Liste des tâches
• A. D'après le texte sur le World Trade Center, à quelle profondeur sous « Ground Zero » se trouve le niveau des fondations ?
• B. Prolongez, s'il vous plaît, le texte sur le World Trade Center à partir de sa dernière phrase.

Extrait du texte

::::

Daniel Libeskind

World Trade Center, New York

Conférence du 25 septembre 2003

Les fondations de la mémoire

Je suis arrivé à New York par bateau ; adolescent et immigrant, comme des milliers d'autres avant moi, ma première vision à mon arrivée fut la Statue de la Liberté et le panorama impressionnant de Manhattan. Je n'ai jamais oublié ni cette impression ni sa signification ; c'est tout ce que ce projet incarne. 

Lorsque j'ai commencé à travailler sur ce projet, les new yorkais étaient divisés sur l'idée de laisser le site du World Trade Center vide ou bien de le réinvestir et donc de le reconstruire. J'ai médité longuement à cette dichotomie obsédante. Rendre hommage aux morts horribles apparues sur ce site tout en regardant vers l'avenir avec espoir étaient deux visions contradictoires. 
Je me suis mis à rechercher une solution pour rassembler ces points de vue apparemment contradictoires dans une forme d'unité inimaginable au préalable. Je me suis donc rendu sur le site ; j'y suis resté afin de voir les gens marcher tout autour, de ressentir leur présence et d'écouter leurs voix. Et voici ce que j'ai entendu, senti et vu. 

Les murs de soutènement des deux tours, merveille d'ingénierie construite sur des roches solides destinées à retenir l'Hudson River, sont les élémentsles plus poignants qui ont survécu à l'attentat du 11 Septembre. Ces fondations ont résisté au traumatisme inimaginable de la destruction et restent là, aussi éloquentes que la Constitution des Etats-Unis elle même, affirmant la permanence de la démocratie et les valeurs de la vie. 

Nous devons être capables d'accéder à ce site sanctifié, créateur de quiétude, de méditation et de spiritualité. Nous devons atteindre, à soixante-dix pieds en dessous de « Ground Zero », le niveau des fondations, en procession, dans les marques profondes et ineffaçables des « Tower 1 » et « Tower 2 ». 

Pour autant, les fondations ne racontent pas seulement l'histoire de la tragédie mais révèlent également les dimensions de la vie. Les trains de la ligne de métro Path (son terminus est la station World Trade Center) continuent de traverser le sous-sol, comme avant, reliant le passé à l'avenir. Naturellement, nous avons besoin d'un Musée au coeur de « Ground Zero » ; un Musée pour ce qui s'est passé, pour la mémoire et pour l'espoir. Le Musée sera l'entrée dans « Ground Zero », toujours accessible, nous conduisant vers un espace de réflexion, de méditation : un espace pour le Mémorial lui-même.

::::

Données enregistrées
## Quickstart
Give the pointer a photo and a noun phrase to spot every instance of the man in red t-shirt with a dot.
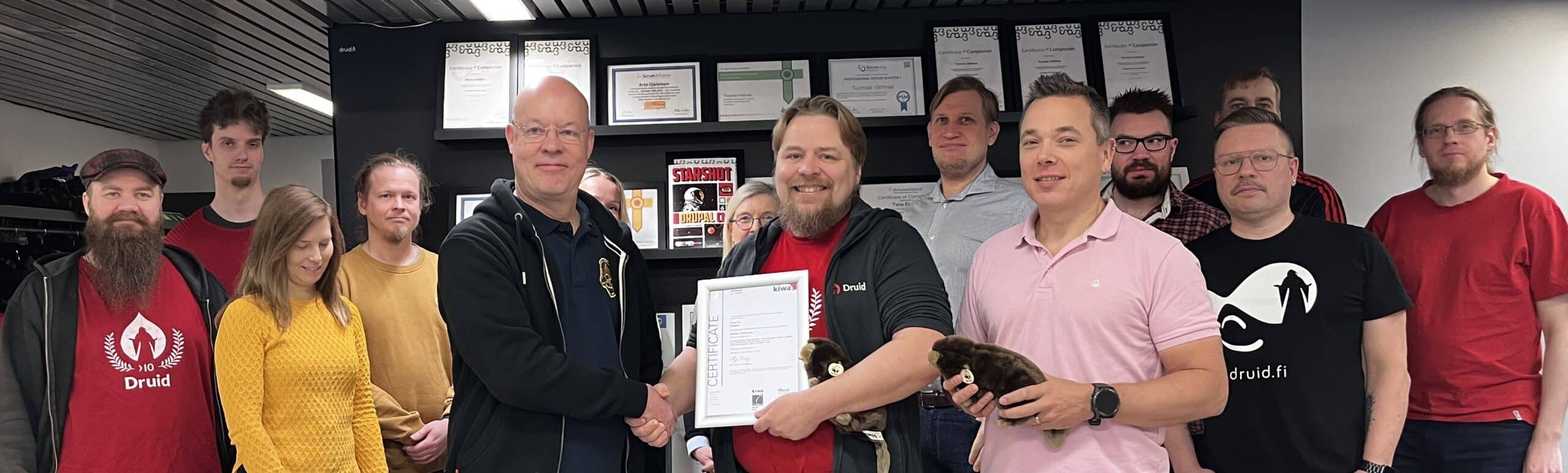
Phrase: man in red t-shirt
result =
(233, 131)
(874, 290)
(1485, 260)
(105, 356)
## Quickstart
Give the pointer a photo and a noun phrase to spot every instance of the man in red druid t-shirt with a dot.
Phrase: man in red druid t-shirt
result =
(1485, 260)
(233, 131)
(123, 383)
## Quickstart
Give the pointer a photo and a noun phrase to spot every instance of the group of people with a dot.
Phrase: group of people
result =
(1231, 326)
(245, 337)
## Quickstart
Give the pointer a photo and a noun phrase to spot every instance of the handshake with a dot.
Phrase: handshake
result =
(657, 422)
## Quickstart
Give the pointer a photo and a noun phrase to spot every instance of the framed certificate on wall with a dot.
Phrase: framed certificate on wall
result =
(475, 85)
(1134, 57)
(970, 51)
(656, 93)
(878, 86)
(571, 58)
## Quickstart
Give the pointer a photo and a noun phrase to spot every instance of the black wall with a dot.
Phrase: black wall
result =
(386, 85)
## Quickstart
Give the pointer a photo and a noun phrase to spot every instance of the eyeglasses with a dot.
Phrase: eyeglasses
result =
(745, 221)
(1263, 161)
(1150, 143)
(1459, 129)
(537, 134)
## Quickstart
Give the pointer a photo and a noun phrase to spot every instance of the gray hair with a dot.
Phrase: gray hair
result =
(1060, 85)
(745, 192)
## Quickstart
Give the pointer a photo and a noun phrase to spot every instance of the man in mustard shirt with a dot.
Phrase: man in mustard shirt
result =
(393, 281)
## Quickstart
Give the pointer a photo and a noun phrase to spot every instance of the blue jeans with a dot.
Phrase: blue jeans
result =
(946, 436)
(1441, 447)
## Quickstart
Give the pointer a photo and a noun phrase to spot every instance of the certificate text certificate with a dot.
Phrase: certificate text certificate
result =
(753, 339)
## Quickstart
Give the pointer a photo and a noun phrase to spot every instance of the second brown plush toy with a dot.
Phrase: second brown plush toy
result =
(996, 370)
(827, 359)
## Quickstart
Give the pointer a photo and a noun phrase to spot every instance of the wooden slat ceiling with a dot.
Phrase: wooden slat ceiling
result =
(148, 66)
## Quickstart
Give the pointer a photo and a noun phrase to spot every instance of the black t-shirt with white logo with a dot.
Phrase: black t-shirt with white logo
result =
(1291, 311)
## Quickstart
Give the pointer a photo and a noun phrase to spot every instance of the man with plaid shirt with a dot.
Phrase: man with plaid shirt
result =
(1140, 173)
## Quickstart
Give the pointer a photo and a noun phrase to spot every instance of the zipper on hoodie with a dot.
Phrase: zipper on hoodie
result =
(49, 375)
(620, 342)
(549, 286)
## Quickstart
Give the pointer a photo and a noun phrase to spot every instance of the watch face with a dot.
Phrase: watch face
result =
(1107, 401)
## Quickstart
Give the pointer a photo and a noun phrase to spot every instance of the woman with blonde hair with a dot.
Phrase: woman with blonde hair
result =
(290, 353)
(748, 215)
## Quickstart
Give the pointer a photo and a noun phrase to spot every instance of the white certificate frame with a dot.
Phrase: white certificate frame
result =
(706, 350)
(463, 102)
(465, 204)
(573, 58)
(951, 44)
(916, 86)
(791, 75)
(612, 93)
(1137, 54)
(1049, 47)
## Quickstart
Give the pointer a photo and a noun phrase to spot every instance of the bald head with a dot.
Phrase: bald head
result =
(549, 140)
(549, 94)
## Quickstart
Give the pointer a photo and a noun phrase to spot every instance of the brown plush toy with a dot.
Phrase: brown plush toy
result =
(827, 359)
(996, 370)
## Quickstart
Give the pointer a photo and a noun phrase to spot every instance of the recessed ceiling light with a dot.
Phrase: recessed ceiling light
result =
(504, 10)
(303, 96)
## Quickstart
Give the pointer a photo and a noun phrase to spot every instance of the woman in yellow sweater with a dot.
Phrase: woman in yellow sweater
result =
(290, 353)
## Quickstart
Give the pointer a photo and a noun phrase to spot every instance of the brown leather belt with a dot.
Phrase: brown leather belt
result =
(937, 400)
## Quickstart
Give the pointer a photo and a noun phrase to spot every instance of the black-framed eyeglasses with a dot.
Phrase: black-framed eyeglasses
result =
(1459, 129)
(1263, 161)
(1150, 143)
(537, 134)
(745, 221)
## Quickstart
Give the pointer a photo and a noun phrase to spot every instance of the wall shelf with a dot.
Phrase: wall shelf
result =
(689, 129)
(682, 254)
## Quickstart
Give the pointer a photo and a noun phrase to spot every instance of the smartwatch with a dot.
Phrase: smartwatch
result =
(1104, 403)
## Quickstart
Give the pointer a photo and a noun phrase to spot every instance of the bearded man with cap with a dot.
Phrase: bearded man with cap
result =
(105, 353)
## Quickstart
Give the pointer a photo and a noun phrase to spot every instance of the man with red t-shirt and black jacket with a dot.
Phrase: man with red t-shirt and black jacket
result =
(105, 355)
(233, 131)
(878, 292)
(1485, 259)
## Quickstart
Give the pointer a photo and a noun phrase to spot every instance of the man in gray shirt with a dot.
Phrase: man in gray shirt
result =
(968, 206)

::::

Les réponses
• A. À soixante-dix pieds en dessous de « Ground Zero ».

• B.
Ce Mémorial sera le résultat d'un concours international. 

Ceux qui ont perdu la vie sont devenus des héros. Pour rendre hommage à ces vies perdues, j'ai créé deux grandes places publiques, le Park of Heroes et le Wedge of Light. Tous les ans, le 11 septembre entre 8h46, heure à laquelle le premier avion a frappé la première tour et 10h28, heure à laquelle la seconde tour s'est effondrée, le soleil brillera sans aucune ombre, sur le site, pour rendre un hommage perpétuel à l'altruisme et au courage. 

Nous sommes tous allés voir le site ; plus de 4 millions d'entre nous ; nous avons marché tout autour, en regardant à travers les palissades, en essayant de comprendre cette immensité tragique. J'ai donc imaginé une passerelle surélevée, une promenade encerclant le site du Mémorial. Désormais, tout le monde peut non seulement voir « Ground Zero » mais aussi la résurgence de la vie. 

L'architecture enthousiasmante de la nouvelle Lower Manhattan Rail Station reliant les trains de la ligne Path, les correspondances des métros, les hôtels, un centre des arts et du spectacle, des tours de bureaux, des centres commerciaux souterrains, des magasins au niveau de la rue, des restaurants, des cafés, participe d'une affirmation intense et exaltante de New York.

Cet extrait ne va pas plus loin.